• WORK ITEM
Copy word for word the part of the text below on weighing risks and benefits for children in research, starting with "Both parents and" and going on through "in the research.".

• EXTRACTED TEXT
Ideally, advocates should understand the proposed study and be able to place its risks and benefits in the context of the individual child's needs. It is important to determine the probability and magnitude of both the risks and the benefits of a study when assessing whether the child's needs are being served by participation. For example, if an investigational drug had a 40 percent likelihood of curing an otherwise fatal pediatric cancer, the benefit would outweigh a 5 percent risk of fatal toxicity. While the probability of the benefit is somewhat low, the magnitude of saving a child's life is great, and the risk of fatal toxicity is, on balance, acceptable. If a different investigational drug had a 90 percent likelihood of increasing a child's IQ by 10 points but carried the same 5 percent risk of fatal toxicity to the child, few would argue that the potential benefit outweighed the potential harm. Here, while the probability of benefit is very high, the magnitude of the benefit to the child does not outweigh the risk. An increase of 10 IQ points is not likely to change a child's quality of life significantly or be worth taking the chance that the child would suffer fatal toxicity. These examples illustrate the need to weigh benefit against risk for any child, but may be especially helpful for individuals who have been legally appointed to serve in parens patriae for wards of the state.
Both parents and advocates are expected to complete this risk/benefit analysis prior to enrolling a child in research. While it is reasonable to assume that all parents want to protect their children from excessive risk, this is not always the case. For wards of the state, it is quite possible that they came under government custody precisely because their parents were unable to fulfill this obligation. Varma and Wendler point out that advocates appointed for wards participating in categories 406 and 407 studies are often assigned several cases to oversee . In category 405 studies, where risk and prospect of direct benefit must be balanced for each child, optimal policy would limit the number of children assigned to any single advocate, allowing the advocate to devote sufficient time and consideration to the potential participation of each child in the research.

• RECORD EXTRACTS
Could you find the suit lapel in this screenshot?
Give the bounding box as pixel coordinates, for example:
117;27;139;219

---

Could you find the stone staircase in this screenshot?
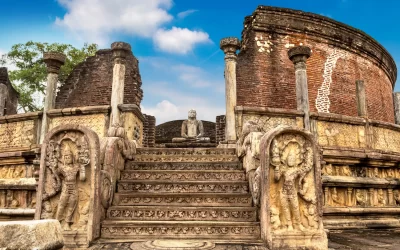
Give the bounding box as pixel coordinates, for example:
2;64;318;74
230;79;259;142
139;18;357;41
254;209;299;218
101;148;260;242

• ANSWER FOR THIS EXERCISE
Both parents and advocates are expected to complete this risk/benefit analysis prior to enrolling a child in research. While it is reasonable to assume that all parents want to protect their children from excessive risk, this is not always the case. For wards of the state, it is quite possible that they came under government custody precisely because their parents were unable to fulfill this obligation. Varma and Wendler point out that advocates appointed for wards participating in categories 406 and 407 studies are often assigned several cases to oversee . In category 405 studies, where risk and prospect of direct benefit must be balanced for each child, optimal policy would limit the number of children assigned to any single advocate, allowing the advocate to devote sufficient time and consideration to the potential participation of each child in the research.